===== EXTRACT PROVIDED
# Sitework Software ??????



## k&Kconstruction (Jul 7, 2009)

I have read many post about different software used for sitework take-offs, bidding, and job managment. I have absolutely no experience with any of this and currently do everything the old fashion way, pin and pad. I am wondering if there is anything out there that would be beneficial to us. We do 2-3 million dollars of work a year, hiring 8 full time employees. Our work includes everything from building ponds and house pads, hauling dirt and rock, and the largest portion from small to medium commercial site prep.
Any advice or comments would be greatly appreciated.


----------



## sitegrader (Oct 18, 2007)

To start with, if you're turning that kind of money year after year you diffently need at least a good take off program. I've been using Paydirt since 1986 and have always gotten good results with it. You can still buy Paydirt and their support group is really good but I don't believe they are advancing the program to the next level any more. If you're on annual support, you get a little de-bug update every year or so. Ag-Tech makes a good program that has gained alot of popularity over the years, the only complaint I hear from Ag-Tech users is that upgrades can be real expensive. Paydirt charges around $400.00 a year for maintenance and support and is really worth the cost. I also own Carlson Takeoff which does takeoffs as well as builds 3-D models that we use on our on-board GPS Systems. I haven't tried any of the cost based estimating systems because what we do can differ a lot from day to day which screws up the cost based analysis based on crew size and machine type. I've spent several years developing and modifying my own excel workbook to build my bids easier. I've never dealt with any of the project (job) management programs, my plates pretty full most of the time between bidding and building 3-D models for our machines. Good luck on your search, and I hope business is better where you are than here in Texas.


----------



## rino1494 (Jan 31, 2006)

I don't bid to many large jobs, so I use a company online that does it for me. I e-mail them the .pdf's and within 2-3 days I have a complete takeoff sheet. It includes stripping, cut and fills, SY's for sidewalks , pavement, landscape and lawn area's and fine grade areas. They even gave me a 3-D model of the site. Cost me $350. They also do pipework take offs and erosion control.
==========
===== MATERIAL PROVIDED
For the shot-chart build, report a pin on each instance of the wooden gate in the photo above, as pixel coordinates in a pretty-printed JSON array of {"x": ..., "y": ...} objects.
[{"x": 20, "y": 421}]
==========
**WRITTEN INSTRUCTION A:** Rewrite the paragraph in the sitework software thread that begins "I don't bid to many large jobs" as a short bulleted list that keeps its main facts.
**WRITTEN INSTRUCTION B:** Set down word for word the part of the sitework software thread that begins at the words "## k&Kconstruction (Jul" and stops after "(Oct 18, 2007)".
**WRITTEN INSTRUCTION C:**
Answer these from the sitework software thread:
(i) How many full-time employees does k&Kconstruction have?
(ii) Since what year has sitegrader been using Paydirt?
(iii) How much did rino1494 pay for the takeoff from the online company?
The listing is separate material and is not part of the sitework software thread.

**SOLUTION A:**
- Doesn't bid many large jobs, so uses an online company for takeoffs.
- Emails them the .pdf files and gets a complete takeoff sheet within 2–3 days.
- The sheet covers stripping, cut and fills, SY for sidewalks, pavement, landscape and lawn areas, and fine grade areas.
- The company also supplied a 3-D model of the site.
- Cost: $350.
- The company also does pipework takeoffs and erosion control.

**SOLUTION B:**
## k&Kconstruction (Jul 7, 2009)

I have read many post about different software used for sitework take-offs, bidding, and job managment. I have absolutely no experience with any of this and currently do everything the old fashion way, pin and pad. I am wondering if there is anything out there that would be beneficial to us. We do 2-3 million dollars of work a year, hiring 8 full time employees. Our work includes everything from building ponds and house pads, hauling dirt and rock, and the largest portion from small to medium commercial site prep.
Any advice or comments would be greatly appreciated.


----------



## sitegrader (Oct 18, 2007)

**SOLUTION C:**
(i) 8
(ii) 1986
(iii) $350